Reproduce the following material word for word, keeping every line unchanged.
++++ PROVIDED RECORDS ++++
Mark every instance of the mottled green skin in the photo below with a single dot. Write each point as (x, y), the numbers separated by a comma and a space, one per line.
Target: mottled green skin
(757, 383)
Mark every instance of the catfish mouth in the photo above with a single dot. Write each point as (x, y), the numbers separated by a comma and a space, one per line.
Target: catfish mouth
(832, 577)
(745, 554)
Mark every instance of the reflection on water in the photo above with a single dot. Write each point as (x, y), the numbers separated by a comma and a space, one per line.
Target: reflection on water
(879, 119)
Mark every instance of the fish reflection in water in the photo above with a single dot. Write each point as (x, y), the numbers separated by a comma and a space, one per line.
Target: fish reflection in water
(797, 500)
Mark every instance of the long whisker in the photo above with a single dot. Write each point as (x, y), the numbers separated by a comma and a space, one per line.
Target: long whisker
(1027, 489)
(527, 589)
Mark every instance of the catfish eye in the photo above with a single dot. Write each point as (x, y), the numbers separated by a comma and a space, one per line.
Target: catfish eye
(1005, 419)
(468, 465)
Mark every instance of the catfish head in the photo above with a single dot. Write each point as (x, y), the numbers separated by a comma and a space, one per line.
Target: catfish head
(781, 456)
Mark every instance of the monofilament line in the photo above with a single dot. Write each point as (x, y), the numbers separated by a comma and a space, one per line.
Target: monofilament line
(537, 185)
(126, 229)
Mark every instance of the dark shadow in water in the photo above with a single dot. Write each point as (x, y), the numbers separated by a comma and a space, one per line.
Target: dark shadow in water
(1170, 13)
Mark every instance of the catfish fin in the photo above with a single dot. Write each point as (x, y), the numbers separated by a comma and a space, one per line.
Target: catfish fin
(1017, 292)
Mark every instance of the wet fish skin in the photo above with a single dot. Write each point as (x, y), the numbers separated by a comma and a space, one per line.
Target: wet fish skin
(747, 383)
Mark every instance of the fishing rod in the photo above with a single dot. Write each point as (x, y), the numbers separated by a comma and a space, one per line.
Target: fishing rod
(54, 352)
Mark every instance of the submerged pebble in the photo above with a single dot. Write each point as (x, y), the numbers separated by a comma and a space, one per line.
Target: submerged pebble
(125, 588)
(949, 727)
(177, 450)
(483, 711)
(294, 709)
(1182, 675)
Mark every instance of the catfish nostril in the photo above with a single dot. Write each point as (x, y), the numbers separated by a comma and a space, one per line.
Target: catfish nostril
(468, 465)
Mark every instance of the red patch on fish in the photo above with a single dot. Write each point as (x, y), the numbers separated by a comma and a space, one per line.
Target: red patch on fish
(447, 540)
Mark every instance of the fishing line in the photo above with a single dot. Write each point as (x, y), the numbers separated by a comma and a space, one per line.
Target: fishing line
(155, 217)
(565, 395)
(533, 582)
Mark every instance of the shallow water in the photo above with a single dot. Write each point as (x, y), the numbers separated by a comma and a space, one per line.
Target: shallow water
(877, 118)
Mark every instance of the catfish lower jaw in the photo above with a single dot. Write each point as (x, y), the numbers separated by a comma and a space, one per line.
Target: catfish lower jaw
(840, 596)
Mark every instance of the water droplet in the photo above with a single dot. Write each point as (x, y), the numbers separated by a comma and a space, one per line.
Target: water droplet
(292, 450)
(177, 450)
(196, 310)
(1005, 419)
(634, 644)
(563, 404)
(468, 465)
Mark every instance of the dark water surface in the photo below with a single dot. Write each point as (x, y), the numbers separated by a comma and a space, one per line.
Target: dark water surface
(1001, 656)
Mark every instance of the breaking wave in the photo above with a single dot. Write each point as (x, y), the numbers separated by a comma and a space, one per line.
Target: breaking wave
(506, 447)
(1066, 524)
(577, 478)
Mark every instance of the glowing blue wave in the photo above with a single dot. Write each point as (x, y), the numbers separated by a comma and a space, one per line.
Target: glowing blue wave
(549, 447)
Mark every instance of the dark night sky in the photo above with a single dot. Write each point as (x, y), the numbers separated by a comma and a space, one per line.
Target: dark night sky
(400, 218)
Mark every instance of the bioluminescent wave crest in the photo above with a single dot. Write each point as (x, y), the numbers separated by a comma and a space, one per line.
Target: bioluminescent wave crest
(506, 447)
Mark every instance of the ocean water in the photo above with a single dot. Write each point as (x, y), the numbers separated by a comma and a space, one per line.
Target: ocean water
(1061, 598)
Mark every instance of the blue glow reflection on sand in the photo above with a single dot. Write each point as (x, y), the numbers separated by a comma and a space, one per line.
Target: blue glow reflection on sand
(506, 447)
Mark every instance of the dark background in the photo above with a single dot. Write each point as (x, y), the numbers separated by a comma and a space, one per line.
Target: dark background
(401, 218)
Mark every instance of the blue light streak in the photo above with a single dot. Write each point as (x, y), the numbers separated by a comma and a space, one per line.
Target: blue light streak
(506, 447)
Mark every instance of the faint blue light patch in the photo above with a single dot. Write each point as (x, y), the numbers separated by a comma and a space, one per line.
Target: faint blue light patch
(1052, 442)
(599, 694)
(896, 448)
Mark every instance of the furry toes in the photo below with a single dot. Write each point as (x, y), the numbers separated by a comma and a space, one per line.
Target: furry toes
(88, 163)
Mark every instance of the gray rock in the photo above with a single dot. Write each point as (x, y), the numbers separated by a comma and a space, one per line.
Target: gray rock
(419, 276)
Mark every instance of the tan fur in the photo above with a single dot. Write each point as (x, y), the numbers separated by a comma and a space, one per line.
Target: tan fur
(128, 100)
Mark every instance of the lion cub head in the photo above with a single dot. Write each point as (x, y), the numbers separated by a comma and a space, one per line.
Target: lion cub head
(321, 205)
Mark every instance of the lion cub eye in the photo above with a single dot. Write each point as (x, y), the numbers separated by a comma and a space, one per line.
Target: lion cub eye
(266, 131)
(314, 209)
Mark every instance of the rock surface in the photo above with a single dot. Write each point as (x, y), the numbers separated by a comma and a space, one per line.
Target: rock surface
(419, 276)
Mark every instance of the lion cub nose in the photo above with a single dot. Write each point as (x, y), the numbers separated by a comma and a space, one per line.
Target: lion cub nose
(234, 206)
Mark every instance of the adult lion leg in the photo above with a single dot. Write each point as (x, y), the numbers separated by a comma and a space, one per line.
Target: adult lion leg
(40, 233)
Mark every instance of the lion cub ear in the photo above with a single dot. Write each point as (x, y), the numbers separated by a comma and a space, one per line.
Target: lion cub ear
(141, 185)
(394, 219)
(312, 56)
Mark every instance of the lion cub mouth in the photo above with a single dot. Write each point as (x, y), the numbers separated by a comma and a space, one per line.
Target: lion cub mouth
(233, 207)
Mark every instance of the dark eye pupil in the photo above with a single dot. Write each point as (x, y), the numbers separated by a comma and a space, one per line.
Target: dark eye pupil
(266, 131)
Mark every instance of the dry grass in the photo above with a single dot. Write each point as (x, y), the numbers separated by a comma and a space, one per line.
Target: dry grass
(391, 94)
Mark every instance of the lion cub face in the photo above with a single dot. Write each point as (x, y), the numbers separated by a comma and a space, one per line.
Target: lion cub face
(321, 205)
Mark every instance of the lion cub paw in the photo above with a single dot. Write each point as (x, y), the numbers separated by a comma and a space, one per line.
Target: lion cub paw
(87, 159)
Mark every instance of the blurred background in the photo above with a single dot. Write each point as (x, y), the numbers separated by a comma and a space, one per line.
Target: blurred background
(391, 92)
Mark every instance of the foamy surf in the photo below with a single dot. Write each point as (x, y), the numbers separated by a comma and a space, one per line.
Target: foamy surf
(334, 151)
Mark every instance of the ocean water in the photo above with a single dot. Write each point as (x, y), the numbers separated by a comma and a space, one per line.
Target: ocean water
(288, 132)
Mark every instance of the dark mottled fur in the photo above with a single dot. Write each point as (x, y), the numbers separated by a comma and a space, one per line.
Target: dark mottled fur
++++
:: COMPLETE RESPONSE ::
Mark every instance of the mottled green skin in the photo below with a single dot. Write each point as (x, y), the numbers separated by a comma and a space, one per line.
Target: mottled green skin
(757, 383)
Mark every instance of the catfish mouth in the photo above with a single dot. Write each point as (x, y), the numbers separated by a comma and a space, one per line.
Target: catfish mouth
(832, 577)
(745, 554)
Mark every instance of the reflection on water in the photo above with a single dot. Write each point as (x, y), the numbers separated by a comma and a space, one per line.
Target: reflection on water
(879, 119)
Mark every instance of the fish reflection in water in the photo above with a single dot. Write each point as (x, y), the numbers separated by a comma and a space, one per line.
Target: fish reflection in water
(797, 500)
Mark every instance of the long whisker in the photo above with a single dot. Write each point as (x, y), the numbers separated by a comma and a space, one per line.
Target: long whisker
(1027, 489)
(527, 589)
Mark every instance of the catfish eye in the photo above with a single dot. Write each point as (x, y), the numbers separated by a comma and a space, one per line.
Target: catfish eye
(1005, 419)
(468, 465)
Mark every instance of the catfish head in the photo above with a single dot. Write each point as (x, y), the numbers separated by a comma and a space, one per line.
Target: catfish head
(781, 456)
Mark every instance of the monofilament line in the photo above with a single dot. Write each point as (x, y), the numbers separated by a comma and a space, one per line.
Target: monofilament line
(537, 185)
(126, 229)
Mark every instance of the dark shadow in water in the photo above with a single dot. Write each point as (x, y), the numbers separated by a comma and a space, one per line.
Target: dark shadow in water
(1170, 13)
Mark every instance of the catfish fin in the photo above with a single dot. Write each point as (x, y), the numbers separated by a comma and a space, one per line.
Target: catfish fin
(1017, 292)
Mark every instance of the wet fish skin in the photo above with a single dot. Write each point as (x, y), the numbers separated by a comma and a space, one per line.
Target: wet fish skin
(747, 383)
Mark every instance of the fishing rod in the photo above with a single dot. Write each point as (x, y), the numbers separated by a comma and a space, one per line.
Target: fishing rod
(54, 352)
Mark every instance of the submerged pebble in the photo above with a single dot. Write each point as (x, y), the numbers separated by a comma and a space, one per line.
Target: submerged pebble
(125, 588)
(949, 727)
(177, 450)
(483, 711)
(294, 709)
(1182, 675)
Mark every instance of the catfish nostril in the photo above with a single dot. Write each point as (x, y), the numbers separated by a comma and a space, one per line.
Target: catfish nostril
(468, 465)
Mark every instance of the red patch on fish in the photo above with a single dot. Write each point as (x, y), the numbers separated by a comma and a space, one per line.
Target: red patch on fish
(447, 540)
Mark every instance of the fishing line in the photo above with a single dot. Write each point as (x, y), the numbers separated by a comma and a space, one per line.
Target: fishing line
(155, 217)
(565, 395)
(533, 582)
Mark every instance of the shallow water in the photo above with a single dot. Write each point as (x, y), the numbers separated by a comma and a space, one per line.
Target: shallow water
(877, 118)
Mark every instance of the catfish lower jaw in the photo above with a single dot. Write each point as (x, y), the numbers separated by a comma and a space, one per line.
Target: catfish lower jaw
(840, 596)
Mark every instance of the water droplet in the photo above with a single dot. Write each point as (x, y), the numbers separated by a comma and a space, one per line.
Target: water droplet
(292, 450)
(177, 450)
(196, 310)
(1005, 419)
(634, 644)
(563, 404)
(468, 465)
Mark every instance of the dark water surface in the photo below with a single dot. Write each point as (x, y), the numbers separated by a comma and a space, one per line.
Target: dark water surface
(1001, 656)
Mark every instance of the breaking wave in the photo above with a single dot. Write each point as (x, y), the numbers separated by a comma and a space, one per line.
Target: breaking wave
(506, 447)
(1066, 524)
(577, 478)
Mark every instance of the glowing blue wave in the photo above with a single dot. Write each point as (x, y), the numbers separated by a comma and a space, one per line.
Target: glowing blue wave
(549, 447)
Mark every instance of the dark night sky in the photo above with a single dot. Write each point as (x, y), the numbers separated by a comma and a space, one per line.
Target: dark night sky
(400, 218)
Mark every instance of the bioluminescent wave crest in the photo above with a single dot. Write each point as (x, y), the numbers separated by a comma and a space, one per line.
Target: bioluminescent wave crest
(506, 447)
Mark every instance of the ocean water in the photo above with a single dot. Write each point as (x, y), the numbers separated by a comma and a space, one per line.
Target: ocean water
(1061, 598)
Mark every instance of the blue glow reflection on sand in the photo above with a single dot. Write each point as (x, y), the numbers separated by a comma and a space, one per line.
Target: blue glow reflection on sand
(506, 447)
Mark every instance of the dark background in the photo above with a single dot. Write each point as (x, y), the numbers separated by a comma and a space, one per line.
Target: dark background
(401, 218)
Mark every instance of the blue light streak in the photo above with a single dot. Write each point as (x, y), the numbers separated by a comma and a space, one per line.
Target: blue light streak
(506, 447)
Mark every instance of the faint blue light patch in the photo above with a single dot. Write each point as (x, y), the numbers separated by a comma and a space, one per line.
Target: faint blue light patch
(1052, 442)
(599, 694)
(896, 448)
Mark every instance of the furry toes in the photo below with a single dot. Write each point as (x, y), the numbers separated by a comma and a space, one per line.
Target: furry toes
(88, 163)
Mark every instance of the gray rock in the photo above with a single dot. Write each point as (x, y), the numbers separated by a comma and a space, one per line.
Target: gray rock
(419, 276)
Mark every instance of the tan fur in the photo above with a single dot. Write each point as (x, y), the numbers separated by a comma and a space, one per line.
Target: tan fur
(128, 100)
Mark every instance of the lion cub head in the photo above with a single dot. Write each point as (x, y), the numbers separated by a comma and a space, one per line.
Target: lion cub head
(321, 205)
Mark every instance of the lion cub eye in the photo above with a single dot. Write each point as (x, y), the numbers separated by a comma and a space, one per line.
Target: lion cub eye
(266, 131)
(314, 209)
Mark every instance of the rock surface in the photo above with a single dot. Write each point as (x, y), the numbers separated by a comma and a space, one per line.
Target: rock surface
(419, 276)
Mark every instance of the lion cub nose in the photo above with a single dot. Write each point as (x, y), the numbers separated by a comma and a space, one per line.
Target: lion cub nose
(234, 206)
Mark every instance of the adult lion leg in the photo above with a single dot. Write each point as (x, y), the numbers separated by a comma and a space, one per line.
Target: adult lion leg
(40, 233)
Mark every instance of the lion cub ear in the photo above with a single dot. Write each point as (x, y), the numbers separated by a comma and a space, one per line.
Target: lion cub ear
(141, 185)
(394, 219)
(312, 56)
Mark every instance of the lion cub mouth in the photo above with a single dot. Write each point as (x, y), the numbers separated by a comma and a space, one per line.
Target: lion cub mouth
(233, 207)
Mark every instance of the dark eye pupil in the photo above with a single dot. Write each point as (x, y), the numbers separated by a comma and a space, one per line.
Target: dark eye pupil
(266, 131)
Mark every instance of the dry grass in the photo above with a single dot. Write each point as (x, y), the numbers separated by a comma and a space, one per line.
Target: dry grass
(391, 94)
Mark every instance of the lion cub face in the photo above with a single dot. Write each point as (x, y), the numbers separated by a comma and a space, one per line.
Target: lion cub face
(321, 205)
Mark every instance of the lion cub paw in the photo above with a single dot. Write each point as (x, y), the numbers separated by a comma and a space, one per line.
Target: lion cub paw
(87, 159)
Mark every instance of the blurred background in the photo above with a single dot. Write each point as (x, y), the numbers separated by a comma and a space, one per line.
Target: blurred background
(391, 92)
Mark every instance of the foamy surf in the photo below with a single dot. Write each point as (x, y), the numbers separated by a comma and a space, one per line.
Target: foamy surf
(334, 151)
Mark every instance of the ocean water in the photo above with a single dot. Write each point as (x, y), the numbers separated by a comma and a space, one per line.
Target: ocean water
(288, 132)
Mark every instance of the dark mottled fur in the photo above with a single dot. Write each point as (x, y), the numbers separated by a comma and a space, one per line.
Target: dark mottled fur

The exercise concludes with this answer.